• _Exercise text_:
────────────────

Anyway, for those playing along at home, Albinism is a rare genetic condition affecting about 1000 Australians (only 1 in 17,000). It is caused by a recessive gene that is passed from both biological parents. A lot more people may carry the gene but it takes two genes to combine through unicorn magic to make a real life Albino.
A lot of people would recognise people with Albinism through their pale skin and hair. Some people with Albinism might have light purple or pink coloured eyes but mine are deep greyish blue, just like my mum’s.
What a lot of people might not know about Albinism is that it causes vision impairment, that’s where the disability stuff comes in.
You need a pigment called Melanin to develop your retina and optic nerve; which make your eyes see good. People with albinism produce little or no Melanin so our eyes don’t ever fully develop.
I get by, but I am too blind to drive, I have to use massive text on my phone and computer and if a friend waves at me from across the road, I won’t be able to see sh*t, but I will wave back to be polite.
I miss a lot of visual cues when I am watching a presentation or in a big meeting, I need A LOT OF SUNSCREEN and I get really sore eyes watching long movies (and usually fall asleep as a result… sorry to anyone who has ever watched a movie with me).
It sucks sometimes, but I make it work and often forget it’s even a thing. Probably because the world is designed for fully sighted people and if that isn’t you, you just have to get on and adjust to get by.
A couple of years ago I met a badass, amazing woman named Stella Young. Stella was a comedian, writer and disability activist and after we first met we both confessed having major friendship crushes on each other and decided to friendship date (yes, that is a real thing and I suggest you try it).

────────────────

• _Raw data_:
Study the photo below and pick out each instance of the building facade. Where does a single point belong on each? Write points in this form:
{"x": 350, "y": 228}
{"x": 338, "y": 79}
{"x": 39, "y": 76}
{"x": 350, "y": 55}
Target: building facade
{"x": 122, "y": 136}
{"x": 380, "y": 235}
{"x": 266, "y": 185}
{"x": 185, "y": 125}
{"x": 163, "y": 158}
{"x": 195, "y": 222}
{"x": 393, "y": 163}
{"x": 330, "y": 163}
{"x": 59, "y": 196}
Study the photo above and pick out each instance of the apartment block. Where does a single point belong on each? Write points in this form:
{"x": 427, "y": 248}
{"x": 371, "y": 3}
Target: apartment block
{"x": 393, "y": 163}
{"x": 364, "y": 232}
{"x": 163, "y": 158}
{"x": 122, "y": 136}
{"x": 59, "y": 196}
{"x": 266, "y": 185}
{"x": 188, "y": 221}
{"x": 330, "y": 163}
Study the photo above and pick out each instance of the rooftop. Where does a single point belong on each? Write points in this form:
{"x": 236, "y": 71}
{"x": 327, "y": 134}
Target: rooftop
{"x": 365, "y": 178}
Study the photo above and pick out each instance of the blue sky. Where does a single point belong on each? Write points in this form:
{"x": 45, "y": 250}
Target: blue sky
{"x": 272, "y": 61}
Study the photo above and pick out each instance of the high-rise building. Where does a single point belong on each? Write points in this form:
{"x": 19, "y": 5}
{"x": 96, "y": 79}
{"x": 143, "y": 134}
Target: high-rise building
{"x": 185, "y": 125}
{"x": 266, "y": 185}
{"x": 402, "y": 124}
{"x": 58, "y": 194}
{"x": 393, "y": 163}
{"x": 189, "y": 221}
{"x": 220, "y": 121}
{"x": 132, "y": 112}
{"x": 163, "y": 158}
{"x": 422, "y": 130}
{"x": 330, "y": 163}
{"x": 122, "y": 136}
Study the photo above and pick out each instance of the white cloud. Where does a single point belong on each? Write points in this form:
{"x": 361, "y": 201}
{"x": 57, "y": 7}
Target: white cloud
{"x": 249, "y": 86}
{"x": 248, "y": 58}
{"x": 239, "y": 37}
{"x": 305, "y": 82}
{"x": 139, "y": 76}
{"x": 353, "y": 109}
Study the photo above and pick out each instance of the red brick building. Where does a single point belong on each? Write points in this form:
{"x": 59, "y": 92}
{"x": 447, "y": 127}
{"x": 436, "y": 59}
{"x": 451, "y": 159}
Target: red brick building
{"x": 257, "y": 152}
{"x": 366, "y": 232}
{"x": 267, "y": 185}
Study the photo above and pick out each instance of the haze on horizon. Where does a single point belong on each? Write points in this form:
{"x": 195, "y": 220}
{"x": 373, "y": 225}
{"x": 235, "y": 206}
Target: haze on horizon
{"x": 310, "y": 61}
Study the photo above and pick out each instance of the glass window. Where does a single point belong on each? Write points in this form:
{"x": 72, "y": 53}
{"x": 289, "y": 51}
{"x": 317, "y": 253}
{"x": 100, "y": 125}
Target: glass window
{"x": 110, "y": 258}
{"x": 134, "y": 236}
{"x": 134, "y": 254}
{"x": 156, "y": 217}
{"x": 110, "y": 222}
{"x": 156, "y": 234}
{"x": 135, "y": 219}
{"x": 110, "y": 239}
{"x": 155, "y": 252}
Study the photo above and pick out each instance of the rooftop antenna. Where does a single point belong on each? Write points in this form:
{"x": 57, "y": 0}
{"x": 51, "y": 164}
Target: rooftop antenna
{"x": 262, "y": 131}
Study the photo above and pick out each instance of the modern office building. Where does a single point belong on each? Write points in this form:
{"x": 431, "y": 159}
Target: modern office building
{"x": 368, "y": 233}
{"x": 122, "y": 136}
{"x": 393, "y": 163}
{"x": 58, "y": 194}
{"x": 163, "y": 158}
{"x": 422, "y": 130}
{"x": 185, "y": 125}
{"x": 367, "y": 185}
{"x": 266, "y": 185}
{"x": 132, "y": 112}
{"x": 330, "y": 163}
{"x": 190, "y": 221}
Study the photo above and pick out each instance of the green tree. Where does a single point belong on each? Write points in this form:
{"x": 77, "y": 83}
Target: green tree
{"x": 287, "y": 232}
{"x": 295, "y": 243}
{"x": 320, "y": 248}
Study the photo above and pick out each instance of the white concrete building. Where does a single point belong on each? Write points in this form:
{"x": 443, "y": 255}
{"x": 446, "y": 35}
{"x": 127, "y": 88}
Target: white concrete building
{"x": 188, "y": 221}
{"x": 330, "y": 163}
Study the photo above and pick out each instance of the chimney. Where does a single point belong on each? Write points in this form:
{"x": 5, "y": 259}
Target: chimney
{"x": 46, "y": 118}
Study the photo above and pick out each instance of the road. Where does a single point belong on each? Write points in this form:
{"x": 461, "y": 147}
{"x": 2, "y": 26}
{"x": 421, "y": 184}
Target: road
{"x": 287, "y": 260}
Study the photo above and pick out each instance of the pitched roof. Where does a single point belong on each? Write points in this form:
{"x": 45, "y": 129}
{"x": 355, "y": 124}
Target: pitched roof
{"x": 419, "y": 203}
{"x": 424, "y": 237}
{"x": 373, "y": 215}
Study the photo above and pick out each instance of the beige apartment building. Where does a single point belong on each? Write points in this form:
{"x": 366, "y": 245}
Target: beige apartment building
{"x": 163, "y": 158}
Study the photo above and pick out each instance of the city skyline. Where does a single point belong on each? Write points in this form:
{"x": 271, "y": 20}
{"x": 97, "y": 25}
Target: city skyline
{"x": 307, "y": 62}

────────────────

• _Apply what you read_:
• 1. List the roles that the text on albinism gives for Stella Young.
• 2. Retype the part of the text on albinism starting with "Anyway, for those" and going on through "real life Albino.".

• _Task results_:
• 1. comedian, writer, disability activist

• 2.
Anyway, for those playing along at home, Albinism is a rare genetic condition affecting about 1000 Australians (only 1 in 17,000). It is caused by a recessive gene that is passed from both biological parents. A lot more people may carry the gene but it takes two genes to combine through unicorn magic to make a real life Albino.